• AIM OF THE TASK: Give the lines starting at the one that contains "Your task: scan for dog's muzzle" and ending at the one that contains "[0,90,246,327]" as a Markdown table with the columns No. and Line, leaving out any blank lines.

• Detection annotation records:
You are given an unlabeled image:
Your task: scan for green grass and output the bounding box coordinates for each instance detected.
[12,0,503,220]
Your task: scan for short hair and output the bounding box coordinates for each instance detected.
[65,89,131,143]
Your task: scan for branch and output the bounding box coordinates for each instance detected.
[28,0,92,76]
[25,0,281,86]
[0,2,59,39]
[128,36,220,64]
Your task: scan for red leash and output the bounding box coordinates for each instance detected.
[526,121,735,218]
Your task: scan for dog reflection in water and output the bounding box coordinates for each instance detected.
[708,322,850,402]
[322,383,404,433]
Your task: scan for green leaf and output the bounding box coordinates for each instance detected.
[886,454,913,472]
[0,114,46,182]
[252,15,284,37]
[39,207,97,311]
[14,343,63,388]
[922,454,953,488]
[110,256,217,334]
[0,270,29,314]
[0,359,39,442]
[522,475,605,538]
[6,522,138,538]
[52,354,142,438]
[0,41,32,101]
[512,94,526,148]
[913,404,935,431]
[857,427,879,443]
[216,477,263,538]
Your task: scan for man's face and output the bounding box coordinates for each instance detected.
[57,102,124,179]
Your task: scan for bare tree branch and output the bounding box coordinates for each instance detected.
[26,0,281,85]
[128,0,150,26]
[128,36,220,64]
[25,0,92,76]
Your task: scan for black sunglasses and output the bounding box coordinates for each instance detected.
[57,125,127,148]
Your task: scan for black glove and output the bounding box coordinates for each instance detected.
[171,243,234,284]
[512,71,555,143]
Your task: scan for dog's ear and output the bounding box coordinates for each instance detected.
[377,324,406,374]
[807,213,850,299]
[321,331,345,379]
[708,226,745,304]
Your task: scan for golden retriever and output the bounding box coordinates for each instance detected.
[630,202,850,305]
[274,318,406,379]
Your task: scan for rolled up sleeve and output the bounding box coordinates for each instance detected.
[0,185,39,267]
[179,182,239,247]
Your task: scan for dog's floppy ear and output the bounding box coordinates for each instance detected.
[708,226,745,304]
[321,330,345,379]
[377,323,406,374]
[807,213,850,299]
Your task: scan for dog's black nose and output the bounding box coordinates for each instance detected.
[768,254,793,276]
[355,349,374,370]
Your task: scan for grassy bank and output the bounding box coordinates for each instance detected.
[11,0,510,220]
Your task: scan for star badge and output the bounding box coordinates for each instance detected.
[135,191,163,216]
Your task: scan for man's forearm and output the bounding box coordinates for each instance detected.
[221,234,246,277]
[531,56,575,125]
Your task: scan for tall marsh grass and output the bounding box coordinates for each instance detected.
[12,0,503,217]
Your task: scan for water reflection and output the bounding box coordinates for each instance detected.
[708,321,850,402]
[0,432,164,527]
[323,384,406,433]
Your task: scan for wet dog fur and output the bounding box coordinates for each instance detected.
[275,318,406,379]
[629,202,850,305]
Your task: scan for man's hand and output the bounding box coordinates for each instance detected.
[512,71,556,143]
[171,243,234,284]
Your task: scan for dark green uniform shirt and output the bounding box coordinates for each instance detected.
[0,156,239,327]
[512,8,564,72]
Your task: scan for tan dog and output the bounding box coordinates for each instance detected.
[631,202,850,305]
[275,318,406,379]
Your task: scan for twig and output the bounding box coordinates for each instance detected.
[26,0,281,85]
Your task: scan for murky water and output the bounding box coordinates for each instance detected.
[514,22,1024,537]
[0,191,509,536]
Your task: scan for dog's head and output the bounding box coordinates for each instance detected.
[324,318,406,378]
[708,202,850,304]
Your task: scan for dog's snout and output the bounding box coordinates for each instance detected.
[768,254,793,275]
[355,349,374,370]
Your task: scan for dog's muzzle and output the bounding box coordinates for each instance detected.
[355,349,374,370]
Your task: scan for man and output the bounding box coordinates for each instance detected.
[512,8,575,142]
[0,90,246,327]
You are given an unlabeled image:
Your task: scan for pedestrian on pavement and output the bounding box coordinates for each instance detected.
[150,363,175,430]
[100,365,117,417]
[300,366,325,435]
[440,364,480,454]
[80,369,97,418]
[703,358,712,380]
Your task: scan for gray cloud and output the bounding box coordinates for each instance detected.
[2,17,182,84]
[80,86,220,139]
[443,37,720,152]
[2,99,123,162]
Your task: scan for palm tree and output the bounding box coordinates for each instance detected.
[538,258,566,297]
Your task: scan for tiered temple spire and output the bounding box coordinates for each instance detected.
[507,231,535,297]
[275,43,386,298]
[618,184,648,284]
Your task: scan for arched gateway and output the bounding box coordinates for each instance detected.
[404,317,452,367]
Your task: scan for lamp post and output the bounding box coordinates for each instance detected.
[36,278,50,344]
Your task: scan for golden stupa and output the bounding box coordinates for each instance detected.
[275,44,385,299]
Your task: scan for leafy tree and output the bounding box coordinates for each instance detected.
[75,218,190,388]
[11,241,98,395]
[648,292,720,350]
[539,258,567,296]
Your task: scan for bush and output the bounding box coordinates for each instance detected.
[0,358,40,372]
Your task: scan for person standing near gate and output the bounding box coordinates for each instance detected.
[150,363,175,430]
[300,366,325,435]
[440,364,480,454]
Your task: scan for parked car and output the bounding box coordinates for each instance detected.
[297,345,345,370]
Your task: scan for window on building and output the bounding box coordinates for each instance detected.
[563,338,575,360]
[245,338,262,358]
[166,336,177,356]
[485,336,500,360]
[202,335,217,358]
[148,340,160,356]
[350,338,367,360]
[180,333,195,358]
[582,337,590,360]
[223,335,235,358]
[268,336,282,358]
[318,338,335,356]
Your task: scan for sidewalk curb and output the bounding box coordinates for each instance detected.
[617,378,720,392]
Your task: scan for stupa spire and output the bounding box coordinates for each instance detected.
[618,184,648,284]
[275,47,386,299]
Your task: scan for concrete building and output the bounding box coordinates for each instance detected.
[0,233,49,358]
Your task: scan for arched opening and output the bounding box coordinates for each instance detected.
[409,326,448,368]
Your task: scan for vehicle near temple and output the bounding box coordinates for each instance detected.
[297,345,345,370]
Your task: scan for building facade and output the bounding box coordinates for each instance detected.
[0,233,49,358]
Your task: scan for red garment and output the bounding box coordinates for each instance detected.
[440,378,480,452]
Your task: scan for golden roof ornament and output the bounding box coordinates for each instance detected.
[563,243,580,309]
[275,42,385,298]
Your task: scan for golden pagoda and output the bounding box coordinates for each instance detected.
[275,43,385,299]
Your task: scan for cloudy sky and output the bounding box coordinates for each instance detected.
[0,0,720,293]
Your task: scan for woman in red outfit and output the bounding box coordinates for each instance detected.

• FINISHED EXERCISE:
| No. | Line |
|---|---|
| 1 | Your task: scan for dog's muzzle and output the bounding box coordinates for each instance detected. |
| 2 | [355,349,374,370] |
| 3 | Your task: scan for man and output the bounding box coordinates for each instance detected. |
| 4 | [512,8,575,142] |
| 5 | [0,90,246,327] |